▶ [Aufgabe 1]
Stimmen die folgenden Aussagen mit dem Text zum Frankenschock überein? Antworte jeweils mit Ja oder Nein und zitiere die entscheidenden Worte wörtlich.
(a) Die Folag AG Folienwerke in Sempach ging im September 2015 Konkurs.
(b) Laut Rea baut Roche in Rotkreuz Stellen auf.
(c) Laut Rea wurde die Produktivität gesenkt.
▶ [Aufgabe 2] Wie viele Personen verloren laut dem Text zum Frankenschock beim Konkurs der Folag AG ihre Stelle?
▶ [Aufgabe 3] Schreibe den Text zum Frankenschock im Anschluss an seinen letzten Satz weiter.

▶ [Lesetext]
# # #

Gewerkschaft: Politiker haben versagt

Ganz anders sieht die Lage nach dem Frankenschock die Gewerkschaft Unia. «Politiker wie Herr Michel und seine Partei, die FDP, machen auf Schönwetter», sagt Giuseppe Rea, Regionalsekretär der Unia Zentralschweiz. «Es sind massiv Arbeitsplätze verloren gegangen durch den falschen Entscheid der Nationalbank, auch in der Zentralschweiz.» Es gäbe Unternehmen, die an den Standort Schweiz geglaubt hätten, die aber einfach nicht mehr mithalten könnten.

«Als die UBS hustete, flossen die Milliarden.»

Giuseppe Rea, Unia-Regionalsekretär

Die Arbeitnehmer hätten gratis Mehrarbeit geleistet. «Die Produktivität wurde stark hinaufgeschraubt», sagt Giuseppe Rea. «Deshalb haben aber viele trotzdem ihre Stelle verloren und die Zeche bezahlt.» Rea nennt als Beispiele die Landis + Gyr und die Siemens in Zug. Roche in Rotkreuz baue ab, und habe am Donnerstag gleichzeitig Gewinn bekannt gegeben. Im Kanton Luzern nennt Rea als prominentes Beispiel die Firma Folag AG Folienwerke in Sempach. «Sie ging im September 2015 Konkurs und 145 Personen verloren ihre Stelle.»

# # #

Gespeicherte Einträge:
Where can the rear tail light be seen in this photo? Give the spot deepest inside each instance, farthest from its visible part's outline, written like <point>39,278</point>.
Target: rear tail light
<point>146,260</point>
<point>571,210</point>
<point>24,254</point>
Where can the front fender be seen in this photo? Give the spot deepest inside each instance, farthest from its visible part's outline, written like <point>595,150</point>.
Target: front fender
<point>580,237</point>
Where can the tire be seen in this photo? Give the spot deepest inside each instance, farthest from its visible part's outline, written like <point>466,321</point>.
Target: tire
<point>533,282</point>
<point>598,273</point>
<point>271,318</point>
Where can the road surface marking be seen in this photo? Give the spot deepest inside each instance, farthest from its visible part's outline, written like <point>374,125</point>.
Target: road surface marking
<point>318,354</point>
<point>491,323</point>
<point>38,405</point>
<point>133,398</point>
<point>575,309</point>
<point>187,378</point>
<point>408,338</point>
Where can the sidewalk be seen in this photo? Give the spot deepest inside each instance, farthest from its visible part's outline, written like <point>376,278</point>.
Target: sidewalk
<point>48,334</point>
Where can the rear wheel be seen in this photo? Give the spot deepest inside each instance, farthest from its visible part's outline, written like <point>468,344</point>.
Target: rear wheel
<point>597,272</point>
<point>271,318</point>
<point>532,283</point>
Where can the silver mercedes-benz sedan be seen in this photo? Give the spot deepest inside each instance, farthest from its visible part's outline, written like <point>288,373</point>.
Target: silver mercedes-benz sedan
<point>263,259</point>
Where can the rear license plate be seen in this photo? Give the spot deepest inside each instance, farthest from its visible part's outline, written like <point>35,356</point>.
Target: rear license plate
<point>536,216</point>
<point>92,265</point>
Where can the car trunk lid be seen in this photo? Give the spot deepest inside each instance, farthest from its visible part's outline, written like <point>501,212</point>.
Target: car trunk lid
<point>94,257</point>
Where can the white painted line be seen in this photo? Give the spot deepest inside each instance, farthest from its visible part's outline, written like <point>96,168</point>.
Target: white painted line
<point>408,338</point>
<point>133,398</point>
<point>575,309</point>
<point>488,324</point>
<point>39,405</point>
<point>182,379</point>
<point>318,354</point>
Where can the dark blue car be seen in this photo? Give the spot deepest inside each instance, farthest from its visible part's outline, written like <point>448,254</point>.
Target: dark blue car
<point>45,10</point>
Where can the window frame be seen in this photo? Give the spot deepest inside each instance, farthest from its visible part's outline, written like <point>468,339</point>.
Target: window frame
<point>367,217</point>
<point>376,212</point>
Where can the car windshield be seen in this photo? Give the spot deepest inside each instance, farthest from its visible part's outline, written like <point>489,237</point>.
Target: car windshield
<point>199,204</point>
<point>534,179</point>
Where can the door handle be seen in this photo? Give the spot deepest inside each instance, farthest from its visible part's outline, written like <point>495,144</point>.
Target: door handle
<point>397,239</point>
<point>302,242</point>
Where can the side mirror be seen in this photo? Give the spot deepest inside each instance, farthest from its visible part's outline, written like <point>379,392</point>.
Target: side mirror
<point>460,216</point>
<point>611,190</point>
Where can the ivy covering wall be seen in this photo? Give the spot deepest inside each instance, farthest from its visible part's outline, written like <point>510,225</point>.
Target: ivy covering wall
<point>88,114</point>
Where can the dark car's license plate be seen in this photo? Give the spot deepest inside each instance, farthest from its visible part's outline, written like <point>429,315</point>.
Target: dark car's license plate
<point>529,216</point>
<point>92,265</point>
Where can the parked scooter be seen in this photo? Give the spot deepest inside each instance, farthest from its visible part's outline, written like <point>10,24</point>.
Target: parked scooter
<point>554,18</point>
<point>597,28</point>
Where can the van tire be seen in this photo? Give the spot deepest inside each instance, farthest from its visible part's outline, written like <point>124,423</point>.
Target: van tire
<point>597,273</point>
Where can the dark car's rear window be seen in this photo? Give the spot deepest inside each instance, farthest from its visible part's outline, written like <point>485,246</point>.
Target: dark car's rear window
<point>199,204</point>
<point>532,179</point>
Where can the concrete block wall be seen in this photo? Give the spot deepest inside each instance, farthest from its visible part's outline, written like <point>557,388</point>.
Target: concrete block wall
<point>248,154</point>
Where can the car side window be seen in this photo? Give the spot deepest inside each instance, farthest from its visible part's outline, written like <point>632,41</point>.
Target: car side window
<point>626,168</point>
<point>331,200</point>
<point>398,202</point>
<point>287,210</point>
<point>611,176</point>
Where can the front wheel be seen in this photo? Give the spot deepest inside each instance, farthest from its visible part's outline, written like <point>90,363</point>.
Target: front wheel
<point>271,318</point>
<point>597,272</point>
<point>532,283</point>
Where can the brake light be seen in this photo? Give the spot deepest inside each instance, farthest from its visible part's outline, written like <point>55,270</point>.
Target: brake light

# # #

▶ [Antwort 1]
(a) Ja: «Sie ging im September 2015 Konkurs und 145 Personen verloren ihre Stelle.»
(b) Nein: «Roche in Rotkreuz baue ab»
(c) Nein: «Die Produktivität wurde stark hinaufgeschraubt»

▶ [Antwort 2] 145 Personen.

▶ [Antwort 3]
«Wenn man dann sagt, alle hätten zu diesem Ergebnis beigesteuert, muss ich schmunzeln», sagt Giuseppe Rea. Der Unia-Regionalsekretär wirft der Politik und den Kantonen vor, nichts gegen die Frankenstärke unternommen zu haben. «Sie hätten beim Bund aktiv werden sollen, stellten sich aber stattdessen auf den Standpunkt, man dürfe der Nationalbank nicht ins Geschäft hineinreden.» Bei der Bankenrettung sei das anders gewesen. «Als die UBS hustete, flossen die Milliarden.»

«Ein anhaltender Kursschock wäre Gift für die Wirtschaft»

Die Industrie- und Handelskammer Zentralschweiz (IHZ) vertritt rund 700 Unternehmen aus den Kantonen Luzern, Schwyz, Ob- und Nidwalden und Uri; die Zuger Firmen sind der Zürcher Handelskammer angeschlossen. Adrian Derungs von der IHZ erklärt, wie die Innerschweizer Wirtschaft mit dem Franken-Schock umgegangen sind und wagt eine Prognose.

Adrian Derungs von der Industrie- und Handelskammer Zentralschweiz in Luzern.

Adrian Derungs von der Industrie- und Handelskammer Zentralschweiz in Luzern.

(Bild: zVg)

 
Zentralplus: Herr Derungs, wie sind die Zentralschweizer Unternehmen mit dem Frankenschock seit Januar 2015 fertig geworden, haben sie den Schock verdaut?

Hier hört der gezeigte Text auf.